PROBLEM REQUIREMENTS: So that nothing is lost, write out all the lines below exactly.

Point-per-instance localization data:
= = =

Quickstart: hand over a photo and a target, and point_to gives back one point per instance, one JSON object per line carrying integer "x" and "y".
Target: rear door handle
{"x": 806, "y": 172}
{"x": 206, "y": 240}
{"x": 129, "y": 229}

= = =

THE ANSWER:
Quickstart: hand over a photo and a target, and point_to gives back one point per instance, one JSON object per line carrying integer "x" and "y".
Target: rear door handle
{"x": 806, "y": 172}
{"x": 206, "y": 240}
{"x": 129, "y": 229}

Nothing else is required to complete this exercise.